** WHAT TO WORK ON **
Below are entries; output exactly the lines from the one with "Please locate the wooden door" to the one with "Please locate the roof", both included, and nothing else.

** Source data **

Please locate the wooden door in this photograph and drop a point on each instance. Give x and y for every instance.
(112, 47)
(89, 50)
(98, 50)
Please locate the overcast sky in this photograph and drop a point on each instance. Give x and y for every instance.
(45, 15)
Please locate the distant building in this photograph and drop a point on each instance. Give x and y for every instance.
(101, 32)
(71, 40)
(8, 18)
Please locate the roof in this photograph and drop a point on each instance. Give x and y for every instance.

--

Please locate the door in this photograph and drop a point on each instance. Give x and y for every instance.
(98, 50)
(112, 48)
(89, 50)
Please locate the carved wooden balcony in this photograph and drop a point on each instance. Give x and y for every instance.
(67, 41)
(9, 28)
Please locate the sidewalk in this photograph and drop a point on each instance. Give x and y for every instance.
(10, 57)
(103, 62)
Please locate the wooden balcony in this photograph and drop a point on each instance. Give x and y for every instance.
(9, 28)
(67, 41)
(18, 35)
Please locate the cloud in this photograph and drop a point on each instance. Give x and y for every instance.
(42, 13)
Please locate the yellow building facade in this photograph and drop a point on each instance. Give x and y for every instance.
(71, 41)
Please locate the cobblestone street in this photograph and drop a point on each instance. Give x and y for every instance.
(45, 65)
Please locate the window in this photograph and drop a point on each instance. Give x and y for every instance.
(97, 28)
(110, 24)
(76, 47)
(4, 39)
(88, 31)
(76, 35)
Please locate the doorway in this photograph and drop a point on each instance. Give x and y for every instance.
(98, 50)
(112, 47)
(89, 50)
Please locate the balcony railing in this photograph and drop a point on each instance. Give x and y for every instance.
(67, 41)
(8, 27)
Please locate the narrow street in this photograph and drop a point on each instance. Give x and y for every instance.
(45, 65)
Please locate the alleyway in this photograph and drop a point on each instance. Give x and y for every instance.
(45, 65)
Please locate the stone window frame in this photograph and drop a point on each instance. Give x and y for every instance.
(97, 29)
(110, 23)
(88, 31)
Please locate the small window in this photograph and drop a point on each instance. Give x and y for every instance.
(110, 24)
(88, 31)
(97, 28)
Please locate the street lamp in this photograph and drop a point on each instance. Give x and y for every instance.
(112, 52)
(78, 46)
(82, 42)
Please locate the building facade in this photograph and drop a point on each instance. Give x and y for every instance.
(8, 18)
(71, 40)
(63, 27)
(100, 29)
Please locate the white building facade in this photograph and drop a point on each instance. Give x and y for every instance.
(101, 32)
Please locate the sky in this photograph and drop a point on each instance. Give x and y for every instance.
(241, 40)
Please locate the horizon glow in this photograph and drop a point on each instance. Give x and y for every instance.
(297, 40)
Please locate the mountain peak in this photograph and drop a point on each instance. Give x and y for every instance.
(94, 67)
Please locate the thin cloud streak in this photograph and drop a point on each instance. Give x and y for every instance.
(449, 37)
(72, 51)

** TASK RESULT **
Please locate the wooden door in this photograph and drop a point on each instance. Give x and y for every instance.
(112, 47)
(89, 50)
(98, 50)
Please locate the overcast sky in this photograph and drop a point on each instance. Give x and y for every instance.
(45, 15)
Please locate the distant building in this photograph and drop a point on each instance. Give x and y for every instance.
(101, 32)
(71, 40)
(8, 18)
Please locate the roof in this photograph and drop a point on each instance. Give x and y for every instance.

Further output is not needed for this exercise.